→ Instructions for the task:
Find the line holding "Sample output: point(103, 12)" in the entries below. Give it again exactly, along with every line after it up to and including the line holding "Target: gray fur".

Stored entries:
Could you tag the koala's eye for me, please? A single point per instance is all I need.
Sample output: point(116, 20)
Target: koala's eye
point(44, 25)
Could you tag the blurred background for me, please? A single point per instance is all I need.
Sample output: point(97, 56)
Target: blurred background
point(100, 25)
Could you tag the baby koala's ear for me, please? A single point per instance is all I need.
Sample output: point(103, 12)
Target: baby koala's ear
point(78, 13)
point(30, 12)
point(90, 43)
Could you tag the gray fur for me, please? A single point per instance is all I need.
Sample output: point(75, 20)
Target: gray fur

---

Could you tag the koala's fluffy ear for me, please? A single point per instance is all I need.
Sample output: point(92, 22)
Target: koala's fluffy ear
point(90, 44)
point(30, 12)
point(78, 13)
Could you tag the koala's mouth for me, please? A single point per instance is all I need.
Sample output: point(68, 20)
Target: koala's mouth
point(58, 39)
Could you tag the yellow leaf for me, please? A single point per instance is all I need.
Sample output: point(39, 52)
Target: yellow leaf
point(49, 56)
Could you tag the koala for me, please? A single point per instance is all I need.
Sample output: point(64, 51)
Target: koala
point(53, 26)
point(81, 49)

→ Output:
Sample output: point(103, 12)
Target: baby koala's ear
point(78, 13)
point(30, 12)
point(90, 43)
Could you tag the gray fur for me, please? A single point per instance is all I need.
Sample output: point(75, 20)
Target: gray fur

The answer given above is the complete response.